What this task involves: Would you please set down the entries below exactly as shown?

-- Provided records follows --

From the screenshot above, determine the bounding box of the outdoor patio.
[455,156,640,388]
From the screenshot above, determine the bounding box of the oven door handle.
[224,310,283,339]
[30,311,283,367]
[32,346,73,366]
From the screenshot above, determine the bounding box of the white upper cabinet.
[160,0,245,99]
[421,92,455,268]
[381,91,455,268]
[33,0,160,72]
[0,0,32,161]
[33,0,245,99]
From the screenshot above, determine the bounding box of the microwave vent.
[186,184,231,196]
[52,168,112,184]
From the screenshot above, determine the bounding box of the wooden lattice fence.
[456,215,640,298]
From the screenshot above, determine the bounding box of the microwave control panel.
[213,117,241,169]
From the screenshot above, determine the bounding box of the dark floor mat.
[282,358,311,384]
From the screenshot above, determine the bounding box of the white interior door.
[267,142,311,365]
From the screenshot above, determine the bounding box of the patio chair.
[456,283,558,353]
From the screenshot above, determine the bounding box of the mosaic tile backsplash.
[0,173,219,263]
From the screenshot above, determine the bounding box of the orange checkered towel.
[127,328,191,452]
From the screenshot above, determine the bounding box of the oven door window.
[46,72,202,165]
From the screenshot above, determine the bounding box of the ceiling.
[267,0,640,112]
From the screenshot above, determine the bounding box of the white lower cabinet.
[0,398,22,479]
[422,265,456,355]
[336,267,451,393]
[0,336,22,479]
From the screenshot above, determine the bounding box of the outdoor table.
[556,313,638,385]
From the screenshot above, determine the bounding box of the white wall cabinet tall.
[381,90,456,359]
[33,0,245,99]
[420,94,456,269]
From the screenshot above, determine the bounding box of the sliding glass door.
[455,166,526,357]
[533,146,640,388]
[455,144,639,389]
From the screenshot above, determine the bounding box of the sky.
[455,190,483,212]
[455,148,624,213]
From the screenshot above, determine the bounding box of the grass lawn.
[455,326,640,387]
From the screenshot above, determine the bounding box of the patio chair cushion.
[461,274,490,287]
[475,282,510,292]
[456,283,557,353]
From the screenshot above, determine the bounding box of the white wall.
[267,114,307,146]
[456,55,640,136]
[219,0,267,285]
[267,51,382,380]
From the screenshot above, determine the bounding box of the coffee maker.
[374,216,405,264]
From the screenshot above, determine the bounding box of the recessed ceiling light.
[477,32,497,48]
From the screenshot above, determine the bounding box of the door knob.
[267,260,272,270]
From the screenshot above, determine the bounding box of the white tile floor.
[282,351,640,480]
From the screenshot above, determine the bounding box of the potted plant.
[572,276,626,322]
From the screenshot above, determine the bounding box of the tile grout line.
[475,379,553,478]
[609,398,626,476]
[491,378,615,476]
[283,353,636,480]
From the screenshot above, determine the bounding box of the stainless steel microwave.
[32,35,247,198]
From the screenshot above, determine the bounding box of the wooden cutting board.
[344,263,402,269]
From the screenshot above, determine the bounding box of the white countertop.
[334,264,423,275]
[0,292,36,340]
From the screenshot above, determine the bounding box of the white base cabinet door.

-- Provided records concluded --

Exercise result:
From the screenshot above, determine the bounding box of the outdoor patio.
[455,156,640,388]
From the screenshot above, determine the bounding box of the oven door handle.
[224,310,283,339]
[30,311,283,367]
[32,346,73,366]
From the screenshot above, determine the bounding box of the white upper cabinet.
[160,0,245,99]
[421,92,455,268]
[381,91,455,268]
[33,0,160,72]
[0,0,32,161]
[33,0,245,99]
From the screenshot above, determine the bounding box of the microwave vent.
[186,184,231,196]
[52,168,112,184]
From the screenshot above, determine the bounding box of the wooden lattice fence.
[456,215,640,298]
From the screenshot above, determine the bounding box of the microwave control panel.
[213,117,241,169]
From the screenshot above, determine the bounding box of the dark floor mat.
[282,358,311,384]
From the screenshot above, determine the bounding box of the white interior door.
[267,142,311,365]
From the screenshot above, determine the bounding box of the patio chair.
[456,283,558,353]
From the screenshot above, determine the bounding box of the mosaic tile backsplash.
[0,173,219,263]
From the screenshot above, determine the bounding box of the orange checkered towel.
[127,328,191,452]
From the screenshot above, determine the bounding box of the oven door window.
[46,72,202,165]
From the screenshot above, determine the bounding box of the ceiling.
[267,0,640,112]
From the screenshot above, determine the bounding box of the white lower cabinet.
[0,398,22,479]
[422,265,456,355]
[336,267,451,393]
[0,336,22,479]
From the screenshot above, determine the bounding box of the outdoor table.
[556,313,638,385]
From the screenshot above, determine the bounding box of the white wall cabinet tall.
[381,90,456,359]
[33,0,245,99]
[420,94,456,269]
From the screenshot above, determine the bounding box of the sliding glass door.
[455,166,526,357]
[533,146,640,388]
[455,144,639,389]
From the screenshot above, determine the bounding box of the sky.
[455,190,483,212]
[455,148,624,213]
From the screenshot above, determine the bounding box of the grass lawn.
[455,326,640,387]
From the screenshot above, determine the bounding box of the patio chair cushion.
[461,274,490,287]
[475,282,510,292]
[456,283,557,353]
From the screenshot above, determine the bounding box of the white wall.
[267,114,307,146]
[456,55,640,136]
[219,0,267,285]
[267,51,382,380]
From the screenshot above, determine the bounding box of the coffee maker.
[374,216,405,264]
From the screenshot above, determine the bounding box of the recessed ceiling light.
[477,32,497,48]
From the screenshot above, determine the bounding box of the door knob.
[267,260,272,270]
From the screenshot above, determine the bounding box of the white tile floor.
[282,351,640,480]
From the screenshot above, determine the bounding box of the potted plant.
[572,276,626,322]
From the screenshot above, determine the bounding box of the tile grout line.
[475,379,553,478]
[609,398,626,476]
[491,378,615,476]
[283,353,636,480]
From the screenshot above, determine the bounding box of the stainless steel microwave.
[32,35,247,198]
From the screenshot above, determine the bounding box of the wooden cutting board.
[344,263,402,269]
From the screenshot above, determine the bounding box of the white countertop.
[334,264,423,275]
[0,292,36,340]
From the screenshot above, determine the bounding box of the white base cabinet door.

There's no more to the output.